### Extract provided

I love soup! I love lunch!!! The idea of a Soup and Salad lunch is lovely -- to eat a light meal during the day that won't weigh you down so you can continue to kick ass the rest of the day. I'm normally not that sensible, as my meal preferences skew towards heavy and regretful with a generous serving of guilt. Soups like this one, a White Bean Soup with Wilted Greens are deceptively delectable and satisfying despite its humble ingredients. Soups are easy and wholesome weeknight meals that transform into delicious leftovers for lunch the next day. Because I was so proud of myself for not starting this soup with browned sausage, I added the option of fried pancetta and pancetta-fat torn croutons at the end. Because as much as I love soup and lunch, I really REALLY love cured ham products and bread fried in oil. The soup alone is hearty and delicious; but when I prepared this for Amy and Christine, I felt compelled to finish it with additional optional garnishes to make it special.

Notes: I have made this soup numerous times and every time, it's a little different. This is the amazing thing about the forgiving nature of soups! I've made it with beans I have cooked, canned beans, water, chicken stock; I have added sausage, and most of the time I don't have a hard cheese rind to add- but it's always delicious despite the small changes! The acid at the end can also be changed to white wine vinegar or apple cider vinegar. This soup tends to thicken up as it sits. When reheating leftovers, add a splash of broth or water to thin out. To make this vegetarian, omit the pancetta croutons and perhaps make olive oil and garlic croutons instead. Additionally removing the parmesan and rind would make this recipe vegan.


READ MORE: THE SHARED LUNCH


Time: 55 minutes
Servings: 6 large meals, 8 smaller portions

White Bean Soup with Wilted Greens
8 tablespoons olive oil plus more for serving
1 cup onion (small dice)
1 cup celery (small dice)
1 cup carrot (large dice)
5 garlic cloves, minced
4 cups vegetable broth
1 teaspoon chopped fresh rosemary
2 fresh thyme sprigs
2 bay leaves
1/2 teaspoon crushed red pepper (optional)
2 (15-ounce) cans no-salt-added white beans (Great Northern, Cannellini or Navy beans all work here), rinsed and drained
1 (1 1/2-ounce) piece Parmigiano-Reggiano cheese rind (optional)
Kosher salt and pepper to taste
4 cups of greens (kale, escarole, or spinach)
Lemon juice to taste
Shaved fresh Parmesan cheese
1 tablespoon finely chopped rosemary for garnish

Pancetta Fat Torn Croutons
6 oz diced pancetta
1 sprig thyme (optional)
2 crushed garlic cloves (optional)
4 loose cups of a rustic bread (Ciabatta, Pugliese, etc.) torn into 1 inch pieces
Olive Oil
Salt

Tear 1 inch pieces of bread from a loaf of bread - about 4 loose cups, set aside.

######

• _Task goal_:
Decide whether each statement agrees with the white bean soup recipe, answering yes or no and quoting the words of the recipe that settle it. 1. The soup uses vegetable broth. 2. The soup gets thinner the longer it sits. 3. The recipe yields 6 large meals. What comes next is separate material with no connection to the soup recipe.

### Material provided

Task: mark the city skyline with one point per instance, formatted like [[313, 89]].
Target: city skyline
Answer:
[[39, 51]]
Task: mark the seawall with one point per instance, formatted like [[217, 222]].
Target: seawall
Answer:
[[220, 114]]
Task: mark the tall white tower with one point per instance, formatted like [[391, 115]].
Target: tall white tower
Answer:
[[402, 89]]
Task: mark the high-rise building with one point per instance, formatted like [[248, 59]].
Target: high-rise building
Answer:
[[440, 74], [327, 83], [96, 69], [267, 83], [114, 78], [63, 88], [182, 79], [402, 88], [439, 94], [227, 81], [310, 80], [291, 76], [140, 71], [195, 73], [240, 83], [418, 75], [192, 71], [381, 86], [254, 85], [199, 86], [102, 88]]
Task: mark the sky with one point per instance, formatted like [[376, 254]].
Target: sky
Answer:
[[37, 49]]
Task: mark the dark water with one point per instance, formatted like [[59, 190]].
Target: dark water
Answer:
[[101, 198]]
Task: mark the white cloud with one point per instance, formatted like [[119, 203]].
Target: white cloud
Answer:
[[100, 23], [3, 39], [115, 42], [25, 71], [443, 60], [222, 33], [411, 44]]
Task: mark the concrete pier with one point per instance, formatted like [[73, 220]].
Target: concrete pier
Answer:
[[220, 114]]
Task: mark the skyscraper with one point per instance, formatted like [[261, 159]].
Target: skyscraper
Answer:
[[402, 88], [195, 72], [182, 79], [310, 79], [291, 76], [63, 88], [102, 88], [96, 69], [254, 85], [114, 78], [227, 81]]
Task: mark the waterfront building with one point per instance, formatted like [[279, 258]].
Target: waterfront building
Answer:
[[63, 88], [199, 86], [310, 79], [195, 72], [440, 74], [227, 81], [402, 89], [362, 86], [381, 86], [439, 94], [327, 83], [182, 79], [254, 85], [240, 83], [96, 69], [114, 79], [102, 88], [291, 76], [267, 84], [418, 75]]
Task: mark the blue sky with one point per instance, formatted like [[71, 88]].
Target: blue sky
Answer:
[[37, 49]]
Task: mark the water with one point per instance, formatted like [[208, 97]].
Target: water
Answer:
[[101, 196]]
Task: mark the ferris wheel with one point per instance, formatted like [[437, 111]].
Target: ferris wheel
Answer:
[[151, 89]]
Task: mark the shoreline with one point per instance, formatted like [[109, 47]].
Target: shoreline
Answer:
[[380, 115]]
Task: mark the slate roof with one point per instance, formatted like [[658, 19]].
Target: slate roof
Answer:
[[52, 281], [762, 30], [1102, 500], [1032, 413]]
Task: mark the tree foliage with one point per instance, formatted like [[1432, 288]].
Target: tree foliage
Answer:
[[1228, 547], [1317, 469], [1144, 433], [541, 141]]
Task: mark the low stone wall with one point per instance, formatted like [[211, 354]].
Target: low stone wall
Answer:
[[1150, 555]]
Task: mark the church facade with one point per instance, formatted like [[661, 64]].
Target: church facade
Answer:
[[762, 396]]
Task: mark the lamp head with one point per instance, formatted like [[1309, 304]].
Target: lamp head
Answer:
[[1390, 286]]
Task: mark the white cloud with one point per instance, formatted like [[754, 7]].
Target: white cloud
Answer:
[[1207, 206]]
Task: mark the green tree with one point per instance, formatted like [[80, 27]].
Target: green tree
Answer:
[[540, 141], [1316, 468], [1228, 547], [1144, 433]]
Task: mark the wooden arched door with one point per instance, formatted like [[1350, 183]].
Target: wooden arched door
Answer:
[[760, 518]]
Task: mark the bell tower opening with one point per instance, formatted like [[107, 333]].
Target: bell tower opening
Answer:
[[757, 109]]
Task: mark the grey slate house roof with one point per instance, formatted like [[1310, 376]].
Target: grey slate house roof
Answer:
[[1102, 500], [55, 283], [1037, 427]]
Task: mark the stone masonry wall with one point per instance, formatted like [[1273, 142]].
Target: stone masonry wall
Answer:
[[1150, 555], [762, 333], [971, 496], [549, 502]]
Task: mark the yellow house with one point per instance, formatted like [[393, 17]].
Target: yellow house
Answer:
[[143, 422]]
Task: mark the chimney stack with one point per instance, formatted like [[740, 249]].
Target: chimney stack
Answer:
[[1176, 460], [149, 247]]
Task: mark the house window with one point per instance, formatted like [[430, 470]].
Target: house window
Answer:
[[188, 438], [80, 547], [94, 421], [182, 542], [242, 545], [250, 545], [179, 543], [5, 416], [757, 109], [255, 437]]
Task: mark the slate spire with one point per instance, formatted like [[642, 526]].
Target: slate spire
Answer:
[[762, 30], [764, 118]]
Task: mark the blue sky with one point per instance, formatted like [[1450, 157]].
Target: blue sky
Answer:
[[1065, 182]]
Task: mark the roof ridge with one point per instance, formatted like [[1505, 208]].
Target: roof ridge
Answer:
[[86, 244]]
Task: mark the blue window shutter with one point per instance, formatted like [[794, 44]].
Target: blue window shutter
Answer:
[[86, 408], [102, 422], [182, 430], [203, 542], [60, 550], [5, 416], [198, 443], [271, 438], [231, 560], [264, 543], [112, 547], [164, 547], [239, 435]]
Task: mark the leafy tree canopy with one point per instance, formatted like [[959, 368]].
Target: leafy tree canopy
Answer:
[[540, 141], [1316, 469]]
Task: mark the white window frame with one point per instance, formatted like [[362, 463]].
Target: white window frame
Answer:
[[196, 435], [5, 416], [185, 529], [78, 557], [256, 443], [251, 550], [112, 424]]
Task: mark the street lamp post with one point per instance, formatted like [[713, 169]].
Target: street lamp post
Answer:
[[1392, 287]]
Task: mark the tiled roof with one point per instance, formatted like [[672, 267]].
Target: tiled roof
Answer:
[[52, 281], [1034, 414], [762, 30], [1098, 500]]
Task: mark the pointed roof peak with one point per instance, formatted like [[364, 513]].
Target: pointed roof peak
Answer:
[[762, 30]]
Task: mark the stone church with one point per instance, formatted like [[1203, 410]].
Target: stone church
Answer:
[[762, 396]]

######

• _Solution_:
1. Yes: "4 cups vegetable broth"
2. No: "This soup tends to thicken up as it sits."
3. Yes: "Servings: 6 large meals, 8 smaller portions"